■ **Entries shown**:
○ ○ ○ ○

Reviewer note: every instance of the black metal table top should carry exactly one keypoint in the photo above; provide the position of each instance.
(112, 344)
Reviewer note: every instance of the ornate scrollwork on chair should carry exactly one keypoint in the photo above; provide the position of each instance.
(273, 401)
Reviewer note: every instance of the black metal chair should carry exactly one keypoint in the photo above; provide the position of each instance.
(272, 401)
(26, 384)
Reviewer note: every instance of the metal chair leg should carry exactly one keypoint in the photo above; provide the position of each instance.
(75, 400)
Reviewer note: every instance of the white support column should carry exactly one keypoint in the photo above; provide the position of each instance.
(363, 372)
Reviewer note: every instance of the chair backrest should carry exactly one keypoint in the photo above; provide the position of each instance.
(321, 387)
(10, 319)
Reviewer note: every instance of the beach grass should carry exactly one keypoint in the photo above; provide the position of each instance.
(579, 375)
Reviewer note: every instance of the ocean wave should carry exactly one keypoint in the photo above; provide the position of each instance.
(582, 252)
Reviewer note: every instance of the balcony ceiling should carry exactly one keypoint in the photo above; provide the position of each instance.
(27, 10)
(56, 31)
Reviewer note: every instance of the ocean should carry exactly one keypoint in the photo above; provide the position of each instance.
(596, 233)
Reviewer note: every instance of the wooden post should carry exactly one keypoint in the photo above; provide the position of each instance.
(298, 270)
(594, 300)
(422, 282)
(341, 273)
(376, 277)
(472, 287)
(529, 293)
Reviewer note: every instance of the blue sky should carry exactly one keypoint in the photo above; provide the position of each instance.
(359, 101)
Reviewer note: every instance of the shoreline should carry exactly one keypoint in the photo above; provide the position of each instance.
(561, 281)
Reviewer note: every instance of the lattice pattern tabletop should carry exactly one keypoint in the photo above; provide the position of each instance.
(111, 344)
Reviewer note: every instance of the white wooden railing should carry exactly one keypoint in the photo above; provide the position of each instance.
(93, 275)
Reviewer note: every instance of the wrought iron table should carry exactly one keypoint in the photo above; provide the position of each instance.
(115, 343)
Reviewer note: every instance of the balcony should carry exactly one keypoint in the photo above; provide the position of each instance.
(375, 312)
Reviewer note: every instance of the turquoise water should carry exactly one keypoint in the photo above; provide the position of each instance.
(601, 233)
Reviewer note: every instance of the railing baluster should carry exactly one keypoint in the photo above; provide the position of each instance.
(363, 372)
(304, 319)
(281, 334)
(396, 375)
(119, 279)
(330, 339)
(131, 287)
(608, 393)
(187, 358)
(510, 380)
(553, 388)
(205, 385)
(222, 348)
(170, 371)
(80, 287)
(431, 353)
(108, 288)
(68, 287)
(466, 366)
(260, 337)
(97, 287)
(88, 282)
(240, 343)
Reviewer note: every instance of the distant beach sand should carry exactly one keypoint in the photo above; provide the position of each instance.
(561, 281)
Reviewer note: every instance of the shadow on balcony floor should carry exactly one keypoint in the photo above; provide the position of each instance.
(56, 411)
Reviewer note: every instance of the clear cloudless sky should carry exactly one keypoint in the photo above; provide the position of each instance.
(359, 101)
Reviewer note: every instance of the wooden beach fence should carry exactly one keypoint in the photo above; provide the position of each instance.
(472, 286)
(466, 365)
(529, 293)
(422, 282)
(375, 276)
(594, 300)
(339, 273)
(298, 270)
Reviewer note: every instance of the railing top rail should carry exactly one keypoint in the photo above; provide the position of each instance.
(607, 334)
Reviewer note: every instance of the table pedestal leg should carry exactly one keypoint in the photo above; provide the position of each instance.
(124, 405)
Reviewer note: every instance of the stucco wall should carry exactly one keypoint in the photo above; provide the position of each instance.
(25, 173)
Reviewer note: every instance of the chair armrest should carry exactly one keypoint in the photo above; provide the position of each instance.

○ ○ ○ ○

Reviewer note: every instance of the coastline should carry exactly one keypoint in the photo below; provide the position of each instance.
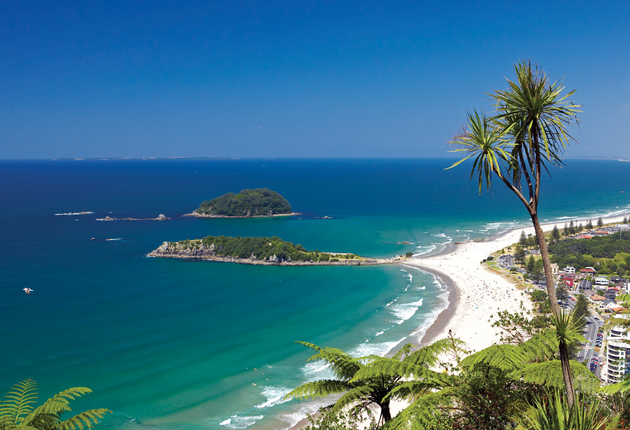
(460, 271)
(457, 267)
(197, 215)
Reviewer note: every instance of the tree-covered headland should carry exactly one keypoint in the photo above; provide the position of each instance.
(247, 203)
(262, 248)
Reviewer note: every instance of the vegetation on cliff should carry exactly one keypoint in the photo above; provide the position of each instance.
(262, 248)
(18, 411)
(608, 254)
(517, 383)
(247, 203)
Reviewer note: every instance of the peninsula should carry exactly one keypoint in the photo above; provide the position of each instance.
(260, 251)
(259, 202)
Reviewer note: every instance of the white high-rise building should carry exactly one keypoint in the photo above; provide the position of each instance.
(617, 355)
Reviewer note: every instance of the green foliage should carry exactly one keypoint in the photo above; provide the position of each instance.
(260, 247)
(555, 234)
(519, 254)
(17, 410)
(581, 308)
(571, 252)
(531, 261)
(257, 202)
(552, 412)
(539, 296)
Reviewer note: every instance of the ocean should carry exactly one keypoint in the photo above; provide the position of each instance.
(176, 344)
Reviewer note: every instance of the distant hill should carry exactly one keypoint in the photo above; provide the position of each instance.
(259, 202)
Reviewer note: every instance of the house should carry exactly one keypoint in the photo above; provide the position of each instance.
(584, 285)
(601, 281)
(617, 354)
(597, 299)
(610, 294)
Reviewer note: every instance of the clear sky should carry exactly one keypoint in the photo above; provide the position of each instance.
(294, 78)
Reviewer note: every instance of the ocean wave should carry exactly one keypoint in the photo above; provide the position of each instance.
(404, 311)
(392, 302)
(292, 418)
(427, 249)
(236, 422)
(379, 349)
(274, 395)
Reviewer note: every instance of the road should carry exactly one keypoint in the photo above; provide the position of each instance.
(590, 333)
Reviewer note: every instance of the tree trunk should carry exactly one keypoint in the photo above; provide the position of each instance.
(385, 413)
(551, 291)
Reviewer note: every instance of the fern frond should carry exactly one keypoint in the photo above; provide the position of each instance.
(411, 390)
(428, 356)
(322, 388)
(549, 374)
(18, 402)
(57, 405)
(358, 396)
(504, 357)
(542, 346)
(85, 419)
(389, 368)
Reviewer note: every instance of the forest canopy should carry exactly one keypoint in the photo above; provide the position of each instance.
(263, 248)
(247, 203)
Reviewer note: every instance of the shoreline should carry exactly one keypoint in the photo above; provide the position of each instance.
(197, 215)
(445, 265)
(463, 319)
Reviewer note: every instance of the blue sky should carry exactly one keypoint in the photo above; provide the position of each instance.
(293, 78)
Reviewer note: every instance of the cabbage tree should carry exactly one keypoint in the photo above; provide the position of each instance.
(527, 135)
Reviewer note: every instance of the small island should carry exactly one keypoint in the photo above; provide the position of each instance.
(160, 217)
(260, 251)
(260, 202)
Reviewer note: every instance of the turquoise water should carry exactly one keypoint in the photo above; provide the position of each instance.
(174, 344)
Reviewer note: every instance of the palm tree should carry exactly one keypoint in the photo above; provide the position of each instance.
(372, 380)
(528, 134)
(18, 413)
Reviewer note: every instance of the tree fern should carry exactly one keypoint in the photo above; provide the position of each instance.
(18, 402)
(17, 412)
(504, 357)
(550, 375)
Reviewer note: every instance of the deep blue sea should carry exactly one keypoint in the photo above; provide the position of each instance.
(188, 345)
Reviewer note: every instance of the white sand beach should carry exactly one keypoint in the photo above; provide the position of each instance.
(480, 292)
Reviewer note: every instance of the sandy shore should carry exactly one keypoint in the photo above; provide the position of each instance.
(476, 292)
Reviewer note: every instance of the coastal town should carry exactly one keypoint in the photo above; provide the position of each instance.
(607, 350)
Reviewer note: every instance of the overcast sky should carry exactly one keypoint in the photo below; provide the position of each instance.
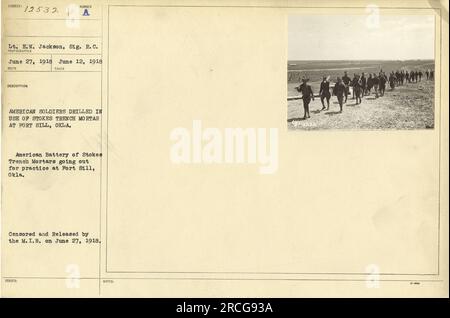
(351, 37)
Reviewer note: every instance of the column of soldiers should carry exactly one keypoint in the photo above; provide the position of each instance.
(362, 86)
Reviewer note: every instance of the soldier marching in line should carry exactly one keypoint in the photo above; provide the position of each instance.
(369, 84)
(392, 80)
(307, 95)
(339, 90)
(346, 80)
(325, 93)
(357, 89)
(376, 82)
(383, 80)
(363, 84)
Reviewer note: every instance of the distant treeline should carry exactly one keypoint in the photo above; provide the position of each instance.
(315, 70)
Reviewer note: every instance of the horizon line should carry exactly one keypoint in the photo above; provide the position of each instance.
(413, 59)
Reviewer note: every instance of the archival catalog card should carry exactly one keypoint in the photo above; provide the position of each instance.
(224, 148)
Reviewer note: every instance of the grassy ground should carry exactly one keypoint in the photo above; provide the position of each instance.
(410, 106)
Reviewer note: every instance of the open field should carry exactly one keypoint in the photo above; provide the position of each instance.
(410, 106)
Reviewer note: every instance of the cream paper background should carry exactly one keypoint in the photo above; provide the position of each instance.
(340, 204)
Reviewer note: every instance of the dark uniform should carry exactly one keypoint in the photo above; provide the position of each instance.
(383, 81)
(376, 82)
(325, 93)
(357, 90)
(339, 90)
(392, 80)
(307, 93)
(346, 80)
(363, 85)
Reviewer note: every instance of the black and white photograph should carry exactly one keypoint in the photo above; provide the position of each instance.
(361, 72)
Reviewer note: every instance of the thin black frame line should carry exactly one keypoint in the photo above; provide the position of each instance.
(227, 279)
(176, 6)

○ ○ ○ ○

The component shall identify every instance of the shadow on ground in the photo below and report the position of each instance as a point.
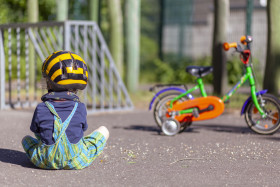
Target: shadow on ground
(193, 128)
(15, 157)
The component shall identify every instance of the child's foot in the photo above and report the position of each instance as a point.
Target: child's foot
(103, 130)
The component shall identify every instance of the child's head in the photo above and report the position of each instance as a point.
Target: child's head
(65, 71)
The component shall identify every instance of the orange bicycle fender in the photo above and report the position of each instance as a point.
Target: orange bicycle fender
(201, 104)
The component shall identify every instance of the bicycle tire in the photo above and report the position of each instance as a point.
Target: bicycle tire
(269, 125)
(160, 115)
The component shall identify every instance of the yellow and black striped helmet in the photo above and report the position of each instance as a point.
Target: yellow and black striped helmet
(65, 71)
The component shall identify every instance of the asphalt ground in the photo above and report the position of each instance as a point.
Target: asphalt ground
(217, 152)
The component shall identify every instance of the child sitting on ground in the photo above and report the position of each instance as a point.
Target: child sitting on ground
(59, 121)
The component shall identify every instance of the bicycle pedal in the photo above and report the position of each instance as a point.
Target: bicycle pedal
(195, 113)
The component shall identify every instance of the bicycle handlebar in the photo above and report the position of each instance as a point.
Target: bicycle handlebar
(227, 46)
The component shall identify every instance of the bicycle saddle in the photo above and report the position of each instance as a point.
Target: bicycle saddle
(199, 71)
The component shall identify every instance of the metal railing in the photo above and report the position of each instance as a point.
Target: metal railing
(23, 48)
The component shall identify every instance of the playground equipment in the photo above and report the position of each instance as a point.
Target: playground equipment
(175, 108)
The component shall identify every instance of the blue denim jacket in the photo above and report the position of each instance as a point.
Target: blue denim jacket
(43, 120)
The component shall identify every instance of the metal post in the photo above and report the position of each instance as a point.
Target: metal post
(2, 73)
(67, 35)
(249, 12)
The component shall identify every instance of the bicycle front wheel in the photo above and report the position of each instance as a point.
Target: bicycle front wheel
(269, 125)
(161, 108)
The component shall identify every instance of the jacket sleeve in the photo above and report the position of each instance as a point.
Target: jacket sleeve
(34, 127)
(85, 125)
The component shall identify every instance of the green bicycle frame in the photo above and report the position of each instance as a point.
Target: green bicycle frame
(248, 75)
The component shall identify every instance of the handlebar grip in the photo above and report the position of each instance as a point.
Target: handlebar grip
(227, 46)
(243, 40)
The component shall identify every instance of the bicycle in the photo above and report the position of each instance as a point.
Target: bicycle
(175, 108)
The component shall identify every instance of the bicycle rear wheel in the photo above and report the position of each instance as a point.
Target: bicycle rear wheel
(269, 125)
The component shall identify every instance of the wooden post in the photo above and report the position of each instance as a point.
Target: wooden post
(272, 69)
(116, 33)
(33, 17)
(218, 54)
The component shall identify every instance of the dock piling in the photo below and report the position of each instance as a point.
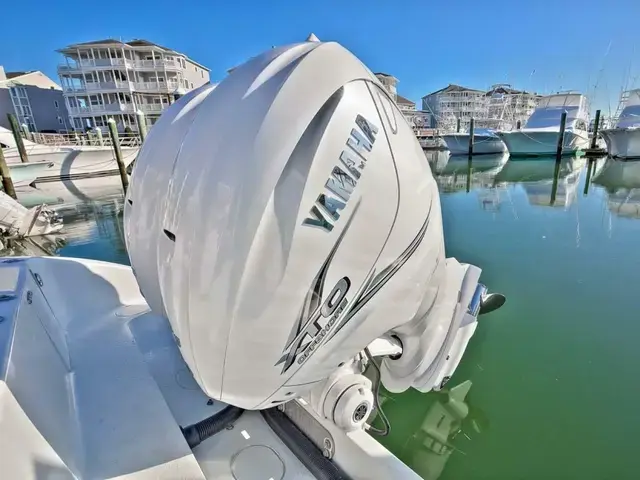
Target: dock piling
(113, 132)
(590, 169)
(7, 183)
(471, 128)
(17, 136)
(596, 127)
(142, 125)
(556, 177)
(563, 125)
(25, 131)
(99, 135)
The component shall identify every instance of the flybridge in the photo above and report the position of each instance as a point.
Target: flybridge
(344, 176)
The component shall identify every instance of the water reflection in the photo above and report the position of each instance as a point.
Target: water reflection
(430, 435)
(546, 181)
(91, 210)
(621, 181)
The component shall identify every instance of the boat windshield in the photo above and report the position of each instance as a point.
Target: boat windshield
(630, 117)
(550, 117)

○ ○ ○ ○

■ **What is required**: When the line with "Target: child's foot" is reached in the data above, start copying there, and copy each line exactly until the line with "The component shall identify every instance of the orange" has been copied; copy nothing else.

■ **Task solution**:
Target: child's foot
(103, 130)
The component shall identify every instance of the child's head in the photo above and report the position of each instance as a point.
Target: child's head
(65, 71)
The component shall identify every instance of the orange bicycle fender in the photo above and report the position of each instance as a point.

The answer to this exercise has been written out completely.